*Text shown*:
----------------------------------------

Numerous examples of lies uttered by Modi during the election campaign, all of which violate the model code of conduct set down by Election Commission of India (ECI), have been cited by the small but vibrant alternative media in India. Avoiding any mention of issues that affect most people in India such as price rise or unemployment on which his own government’s performance over the last decade is highly suspect, Modi’s main focus has been on polarizing the Indian electorate on religious grounds by demonizing the Muslim minority to arouse his Hindu-nationalist fan base. To do this, he is prepared to malign the opposition parties on completely specious grounds accusing them of saying or doing things that even a cursory examination proves are totally untrue.

In a speech in Banswara in the state of Rajasthan on April 21, Modi claimed that the manifesto of the opposition Congress party contained a plan to seize the private wealth of the majority Hindus and hand it over to Muslims who were labeled in demeaning code words such as “those who have more children” and “infiltrators.” Modi even went to say that the Congress would grab the gold jewelry of Hindu women including mangalsutras (necklaces worn by some married Hindu women) and hand them over to Muslims. Needless to say, this was a complete fabrication as the Congress manifesto has no such plan to grab any private property of anyone let alone the mangalsutras of Hindu women. This falsehood of Modi, along with many others, was also an egregious violation of the ECI model code of conduct that states: “No party or candidate shall include any activity which may aggravate existing differences or create mutual hatred or cause tension between different castes and communities, religious or linguistic.” It is another matter that the ECI, like other official agencies of the government that are supposed to be neutral towards political parties, has chosen largely to turn a blind eye to the rabidly communal speeches of Modi or other leading lights of the BJP.

----------------------------------------

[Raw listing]
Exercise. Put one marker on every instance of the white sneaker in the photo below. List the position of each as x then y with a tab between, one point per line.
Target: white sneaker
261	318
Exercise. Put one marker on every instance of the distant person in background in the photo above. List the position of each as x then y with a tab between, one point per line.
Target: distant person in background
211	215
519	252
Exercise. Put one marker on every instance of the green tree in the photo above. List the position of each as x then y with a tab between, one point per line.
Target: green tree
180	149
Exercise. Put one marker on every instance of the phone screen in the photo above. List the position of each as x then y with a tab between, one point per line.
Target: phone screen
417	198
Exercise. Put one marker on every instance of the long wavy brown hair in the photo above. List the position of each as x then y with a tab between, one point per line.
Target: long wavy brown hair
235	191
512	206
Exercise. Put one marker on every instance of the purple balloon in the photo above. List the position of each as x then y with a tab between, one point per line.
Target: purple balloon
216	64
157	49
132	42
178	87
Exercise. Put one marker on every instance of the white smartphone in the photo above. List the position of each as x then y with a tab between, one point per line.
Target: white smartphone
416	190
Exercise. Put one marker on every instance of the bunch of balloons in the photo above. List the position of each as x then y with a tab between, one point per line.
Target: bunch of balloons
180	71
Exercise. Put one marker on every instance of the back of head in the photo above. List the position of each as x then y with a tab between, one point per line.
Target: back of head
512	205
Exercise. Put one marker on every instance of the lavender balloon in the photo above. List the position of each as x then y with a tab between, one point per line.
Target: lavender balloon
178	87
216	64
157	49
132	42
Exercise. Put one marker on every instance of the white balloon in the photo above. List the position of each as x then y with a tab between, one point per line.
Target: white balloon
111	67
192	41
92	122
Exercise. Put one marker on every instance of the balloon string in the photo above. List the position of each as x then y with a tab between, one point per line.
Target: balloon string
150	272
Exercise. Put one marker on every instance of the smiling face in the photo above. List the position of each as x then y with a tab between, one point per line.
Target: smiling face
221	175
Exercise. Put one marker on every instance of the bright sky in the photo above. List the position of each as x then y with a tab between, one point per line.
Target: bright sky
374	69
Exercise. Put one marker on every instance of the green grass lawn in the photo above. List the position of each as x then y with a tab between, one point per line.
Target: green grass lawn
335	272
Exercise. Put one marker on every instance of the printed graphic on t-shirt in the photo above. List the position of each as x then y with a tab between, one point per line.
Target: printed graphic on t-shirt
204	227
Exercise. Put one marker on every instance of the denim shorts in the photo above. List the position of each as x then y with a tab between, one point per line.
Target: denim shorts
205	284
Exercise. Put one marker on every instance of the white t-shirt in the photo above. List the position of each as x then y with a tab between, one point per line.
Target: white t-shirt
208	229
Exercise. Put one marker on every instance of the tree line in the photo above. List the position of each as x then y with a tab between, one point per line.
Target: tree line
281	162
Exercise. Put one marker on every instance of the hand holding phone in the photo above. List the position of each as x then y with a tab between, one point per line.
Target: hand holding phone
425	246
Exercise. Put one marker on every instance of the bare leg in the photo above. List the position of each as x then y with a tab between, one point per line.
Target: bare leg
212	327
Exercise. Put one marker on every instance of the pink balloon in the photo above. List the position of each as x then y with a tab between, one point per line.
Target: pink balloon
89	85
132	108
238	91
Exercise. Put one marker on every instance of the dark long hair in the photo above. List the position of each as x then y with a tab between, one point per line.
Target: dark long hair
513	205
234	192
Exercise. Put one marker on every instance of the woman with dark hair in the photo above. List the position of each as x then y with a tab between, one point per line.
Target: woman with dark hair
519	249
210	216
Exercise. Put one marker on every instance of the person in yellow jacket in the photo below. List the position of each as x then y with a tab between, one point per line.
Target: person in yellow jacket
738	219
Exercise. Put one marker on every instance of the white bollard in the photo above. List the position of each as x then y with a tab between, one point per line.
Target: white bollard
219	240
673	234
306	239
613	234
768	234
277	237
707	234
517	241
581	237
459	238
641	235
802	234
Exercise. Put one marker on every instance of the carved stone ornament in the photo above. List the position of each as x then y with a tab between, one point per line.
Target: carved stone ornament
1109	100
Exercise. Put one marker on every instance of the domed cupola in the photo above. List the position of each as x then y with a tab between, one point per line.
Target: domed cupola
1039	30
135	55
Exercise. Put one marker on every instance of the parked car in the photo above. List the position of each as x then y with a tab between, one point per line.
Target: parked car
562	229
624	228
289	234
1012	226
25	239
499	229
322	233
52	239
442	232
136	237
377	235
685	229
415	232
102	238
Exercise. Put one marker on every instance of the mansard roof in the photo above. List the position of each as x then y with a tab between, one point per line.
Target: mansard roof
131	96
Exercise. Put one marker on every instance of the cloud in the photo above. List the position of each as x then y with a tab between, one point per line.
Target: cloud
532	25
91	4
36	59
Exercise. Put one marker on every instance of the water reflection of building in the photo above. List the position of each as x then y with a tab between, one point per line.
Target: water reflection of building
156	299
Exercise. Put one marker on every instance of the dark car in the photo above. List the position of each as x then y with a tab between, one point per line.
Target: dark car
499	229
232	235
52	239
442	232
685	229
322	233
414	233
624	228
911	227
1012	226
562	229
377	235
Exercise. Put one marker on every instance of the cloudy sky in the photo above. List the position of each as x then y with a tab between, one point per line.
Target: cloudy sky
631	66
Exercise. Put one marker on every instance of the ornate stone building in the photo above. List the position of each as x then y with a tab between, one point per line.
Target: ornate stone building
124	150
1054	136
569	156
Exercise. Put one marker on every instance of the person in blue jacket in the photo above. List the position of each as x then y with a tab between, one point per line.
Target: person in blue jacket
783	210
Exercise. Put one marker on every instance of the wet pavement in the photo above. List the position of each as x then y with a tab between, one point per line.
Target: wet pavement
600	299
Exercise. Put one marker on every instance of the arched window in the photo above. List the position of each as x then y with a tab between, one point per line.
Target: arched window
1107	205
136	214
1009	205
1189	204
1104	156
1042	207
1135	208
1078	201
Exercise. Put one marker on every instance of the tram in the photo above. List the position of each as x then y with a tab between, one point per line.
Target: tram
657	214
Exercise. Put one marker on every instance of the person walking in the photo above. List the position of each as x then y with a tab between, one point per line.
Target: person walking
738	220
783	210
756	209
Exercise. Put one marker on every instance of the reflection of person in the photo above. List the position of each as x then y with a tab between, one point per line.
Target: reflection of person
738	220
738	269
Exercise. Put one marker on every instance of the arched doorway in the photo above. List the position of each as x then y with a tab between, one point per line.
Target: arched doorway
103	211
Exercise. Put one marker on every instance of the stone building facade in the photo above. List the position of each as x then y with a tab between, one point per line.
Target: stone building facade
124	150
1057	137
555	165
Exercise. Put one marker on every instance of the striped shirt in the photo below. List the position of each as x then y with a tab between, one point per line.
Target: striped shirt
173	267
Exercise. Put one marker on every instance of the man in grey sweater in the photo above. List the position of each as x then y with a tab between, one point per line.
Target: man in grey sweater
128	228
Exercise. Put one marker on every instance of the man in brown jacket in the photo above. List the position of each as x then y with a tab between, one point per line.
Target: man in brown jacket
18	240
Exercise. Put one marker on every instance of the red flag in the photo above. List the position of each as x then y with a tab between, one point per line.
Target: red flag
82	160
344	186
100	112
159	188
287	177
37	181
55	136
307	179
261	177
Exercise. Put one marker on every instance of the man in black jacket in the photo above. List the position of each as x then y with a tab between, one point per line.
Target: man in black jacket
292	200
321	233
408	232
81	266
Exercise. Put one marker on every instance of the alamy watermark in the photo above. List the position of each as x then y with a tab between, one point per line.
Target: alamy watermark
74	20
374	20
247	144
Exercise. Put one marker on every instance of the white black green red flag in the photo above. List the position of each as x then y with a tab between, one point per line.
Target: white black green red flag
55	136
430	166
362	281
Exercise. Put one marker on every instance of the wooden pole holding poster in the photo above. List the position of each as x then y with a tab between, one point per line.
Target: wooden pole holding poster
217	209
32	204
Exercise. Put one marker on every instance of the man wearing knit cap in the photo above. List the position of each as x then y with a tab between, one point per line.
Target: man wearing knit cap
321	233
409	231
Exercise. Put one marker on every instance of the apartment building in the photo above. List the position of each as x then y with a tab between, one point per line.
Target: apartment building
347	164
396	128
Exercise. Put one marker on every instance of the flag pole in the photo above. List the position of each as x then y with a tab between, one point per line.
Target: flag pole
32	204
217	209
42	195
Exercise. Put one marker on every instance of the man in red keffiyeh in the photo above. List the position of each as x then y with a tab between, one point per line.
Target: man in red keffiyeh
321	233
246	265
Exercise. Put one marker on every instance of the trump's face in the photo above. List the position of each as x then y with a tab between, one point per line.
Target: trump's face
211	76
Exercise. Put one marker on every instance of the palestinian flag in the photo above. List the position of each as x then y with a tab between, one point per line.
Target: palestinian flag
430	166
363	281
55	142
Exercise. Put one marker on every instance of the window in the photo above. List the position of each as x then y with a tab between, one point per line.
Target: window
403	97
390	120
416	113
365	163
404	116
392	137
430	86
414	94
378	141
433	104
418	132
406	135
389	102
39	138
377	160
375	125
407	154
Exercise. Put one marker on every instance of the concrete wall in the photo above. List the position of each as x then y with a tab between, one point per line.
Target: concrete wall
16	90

----------------------------------------

*Challenges*:
[A] In the text on Modi's campaign speeches, where and on what date did Modi claim that the Congress manifesto planned to hand Hindu wealth to Muslims?
[B] The text on Modi's campaign speeches quotes the election code of conduct. List every effect that, according to that quote, a party's or candidate's activity must not have.

*Final results*:
[A] In Banswara, in the state of Rajasthan, on April 21.

[B]
- Aggravate existing differences
- Create mutual hatred
- Cause tension between different castes and communities, religious or linguistic